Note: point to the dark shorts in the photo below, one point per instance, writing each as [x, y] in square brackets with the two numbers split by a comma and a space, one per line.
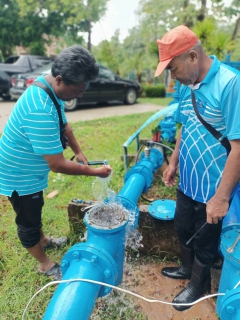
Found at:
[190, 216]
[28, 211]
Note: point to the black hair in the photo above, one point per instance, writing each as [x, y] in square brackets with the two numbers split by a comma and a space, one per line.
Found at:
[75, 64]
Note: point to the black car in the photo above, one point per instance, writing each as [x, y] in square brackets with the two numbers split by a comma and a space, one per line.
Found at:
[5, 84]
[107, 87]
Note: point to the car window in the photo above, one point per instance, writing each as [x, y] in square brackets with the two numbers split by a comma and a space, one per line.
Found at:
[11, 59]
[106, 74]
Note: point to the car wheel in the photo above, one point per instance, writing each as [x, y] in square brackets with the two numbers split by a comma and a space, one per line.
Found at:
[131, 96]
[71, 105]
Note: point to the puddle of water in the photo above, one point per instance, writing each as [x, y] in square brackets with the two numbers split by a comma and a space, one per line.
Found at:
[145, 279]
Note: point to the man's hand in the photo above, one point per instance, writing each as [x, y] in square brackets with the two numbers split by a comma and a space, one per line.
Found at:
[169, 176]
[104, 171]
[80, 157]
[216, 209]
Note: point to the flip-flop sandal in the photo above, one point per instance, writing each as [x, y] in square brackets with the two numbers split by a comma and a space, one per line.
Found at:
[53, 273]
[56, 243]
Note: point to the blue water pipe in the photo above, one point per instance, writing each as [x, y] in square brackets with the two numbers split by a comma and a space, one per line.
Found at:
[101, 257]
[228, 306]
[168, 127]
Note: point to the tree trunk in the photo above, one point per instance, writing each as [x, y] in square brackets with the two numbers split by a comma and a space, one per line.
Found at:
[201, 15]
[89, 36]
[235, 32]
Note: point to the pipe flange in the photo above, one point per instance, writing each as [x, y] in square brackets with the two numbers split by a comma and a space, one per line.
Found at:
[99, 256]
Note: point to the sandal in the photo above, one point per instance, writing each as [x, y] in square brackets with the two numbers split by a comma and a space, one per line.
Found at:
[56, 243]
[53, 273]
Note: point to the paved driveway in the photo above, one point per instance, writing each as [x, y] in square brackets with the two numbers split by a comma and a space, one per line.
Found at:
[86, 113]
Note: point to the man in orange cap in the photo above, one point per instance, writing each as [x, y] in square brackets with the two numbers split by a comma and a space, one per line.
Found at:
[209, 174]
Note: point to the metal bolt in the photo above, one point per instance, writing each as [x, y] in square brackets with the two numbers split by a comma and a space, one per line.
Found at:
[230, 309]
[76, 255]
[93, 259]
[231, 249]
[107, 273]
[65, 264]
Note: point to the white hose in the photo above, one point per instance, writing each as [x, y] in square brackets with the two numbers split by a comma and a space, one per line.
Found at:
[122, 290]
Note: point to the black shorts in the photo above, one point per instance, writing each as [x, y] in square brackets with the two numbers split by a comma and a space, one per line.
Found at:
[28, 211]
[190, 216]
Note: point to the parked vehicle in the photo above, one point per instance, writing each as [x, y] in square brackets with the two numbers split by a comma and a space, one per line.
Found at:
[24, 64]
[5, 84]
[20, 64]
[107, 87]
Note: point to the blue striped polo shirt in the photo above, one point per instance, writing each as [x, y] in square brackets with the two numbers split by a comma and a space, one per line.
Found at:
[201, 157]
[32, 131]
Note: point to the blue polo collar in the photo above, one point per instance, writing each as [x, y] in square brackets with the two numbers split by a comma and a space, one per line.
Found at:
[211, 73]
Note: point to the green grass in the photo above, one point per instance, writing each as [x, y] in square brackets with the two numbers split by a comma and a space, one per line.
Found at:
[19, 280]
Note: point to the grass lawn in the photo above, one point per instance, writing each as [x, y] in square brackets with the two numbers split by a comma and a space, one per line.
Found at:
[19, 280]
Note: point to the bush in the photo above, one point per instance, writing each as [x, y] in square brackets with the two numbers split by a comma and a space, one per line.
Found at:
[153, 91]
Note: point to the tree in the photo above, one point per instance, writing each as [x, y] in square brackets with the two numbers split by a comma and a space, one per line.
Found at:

--------------------------------------------------

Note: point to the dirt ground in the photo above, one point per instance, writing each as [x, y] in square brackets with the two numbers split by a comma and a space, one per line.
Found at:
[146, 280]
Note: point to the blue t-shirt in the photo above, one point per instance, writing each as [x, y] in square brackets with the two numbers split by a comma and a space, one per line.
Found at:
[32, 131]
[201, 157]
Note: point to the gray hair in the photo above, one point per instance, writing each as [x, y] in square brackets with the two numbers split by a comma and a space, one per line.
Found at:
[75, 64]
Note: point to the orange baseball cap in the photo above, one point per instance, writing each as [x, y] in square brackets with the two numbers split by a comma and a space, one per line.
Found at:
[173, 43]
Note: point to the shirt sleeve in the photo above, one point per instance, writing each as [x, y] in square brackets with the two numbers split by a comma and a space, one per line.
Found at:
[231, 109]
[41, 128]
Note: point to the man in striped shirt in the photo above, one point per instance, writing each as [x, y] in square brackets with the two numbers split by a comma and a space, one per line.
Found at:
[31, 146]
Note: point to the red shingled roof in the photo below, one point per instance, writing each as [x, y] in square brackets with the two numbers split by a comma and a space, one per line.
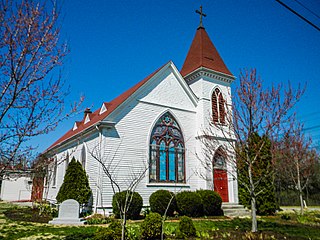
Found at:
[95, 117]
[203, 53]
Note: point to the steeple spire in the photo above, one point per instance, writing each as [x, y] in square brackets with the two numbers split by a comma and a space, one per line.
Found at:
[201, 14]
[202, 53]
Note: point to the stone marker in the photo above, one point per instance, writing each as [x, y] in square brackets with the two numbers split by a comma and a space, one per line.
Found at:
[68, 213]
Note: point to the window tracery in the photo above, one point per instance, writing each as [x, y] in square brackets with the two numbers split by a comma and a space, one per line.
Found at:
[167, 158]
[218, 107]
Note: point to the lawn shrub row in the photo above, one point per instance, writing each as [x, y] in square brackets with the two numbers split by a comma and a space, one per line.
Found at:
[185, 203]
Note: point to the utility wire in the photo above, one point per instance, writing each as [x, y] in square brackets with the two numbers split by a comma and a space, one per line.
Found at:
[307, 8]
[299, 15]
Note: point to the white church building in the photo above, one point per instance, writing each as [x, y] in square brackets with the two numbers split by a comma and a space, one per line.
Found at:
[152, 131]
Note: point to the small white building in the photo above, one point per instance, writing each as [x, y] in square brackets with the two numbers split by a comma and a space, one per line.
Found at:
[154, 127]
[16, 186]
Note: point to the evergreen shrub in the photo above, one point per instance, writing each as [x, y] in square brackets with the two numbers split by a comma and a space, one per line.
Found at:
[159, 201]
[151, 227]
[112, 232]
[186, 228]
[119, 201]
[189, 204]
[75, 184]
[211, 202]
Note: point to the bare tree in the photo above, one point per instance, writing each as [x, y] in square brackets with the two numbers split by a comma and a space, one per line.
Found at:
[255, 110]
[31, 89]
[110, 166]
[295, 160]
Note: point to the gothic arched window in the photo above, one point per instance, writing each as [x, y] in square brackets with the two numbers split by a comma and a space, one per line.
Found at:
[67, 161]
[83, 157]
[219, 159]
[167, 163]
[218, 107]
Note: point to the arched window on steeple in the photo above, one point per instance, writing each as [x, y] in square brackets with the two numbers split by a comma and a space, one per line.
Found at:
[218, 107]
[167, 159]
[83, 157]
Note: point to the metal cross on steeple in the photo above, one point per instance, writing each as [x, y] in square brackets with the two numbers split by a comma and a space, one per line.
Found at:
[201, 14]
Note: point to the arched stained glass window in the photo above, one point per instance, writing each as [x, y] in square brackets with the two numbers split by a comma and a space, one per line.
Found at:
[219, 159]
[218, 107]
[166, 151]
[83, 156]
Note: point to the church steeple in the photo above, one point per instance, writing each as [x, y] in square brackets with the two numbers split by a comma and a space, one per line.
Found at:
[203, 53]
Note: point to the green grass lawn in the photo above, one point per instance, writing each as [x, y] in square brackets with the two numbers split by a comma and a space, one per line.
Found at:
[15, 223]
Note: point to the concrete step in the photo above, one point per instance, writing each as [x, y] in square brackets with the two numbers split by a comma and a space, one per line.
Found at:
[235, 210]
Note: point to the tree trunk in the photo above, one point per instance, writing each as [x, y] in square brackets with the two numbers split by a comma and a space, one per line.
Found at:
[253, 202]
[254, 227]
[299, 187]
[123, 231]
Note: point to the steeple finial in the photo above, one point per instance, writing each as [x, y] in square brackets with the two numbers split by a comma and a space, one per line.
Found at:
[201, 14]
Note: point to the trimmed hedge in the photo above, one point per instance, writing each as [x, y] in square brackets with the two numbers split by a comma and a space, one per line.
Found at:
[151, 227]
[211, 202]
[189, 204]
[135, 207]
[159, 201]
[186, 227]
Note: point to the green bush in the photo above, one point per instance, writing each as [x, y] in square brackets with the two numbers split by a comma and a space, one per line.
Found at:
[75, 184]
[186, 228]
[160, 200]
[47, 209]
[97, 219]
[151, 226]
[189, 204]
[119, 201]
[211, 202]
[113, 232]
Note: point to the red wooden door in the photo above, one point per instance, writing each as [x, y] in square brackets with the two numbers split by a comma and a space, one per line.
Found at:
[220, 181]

--------------------------------------------------

Problem description:
Lines with the word "pipe": how many are there in the material? Answer with the number alone.

Response to the task:
2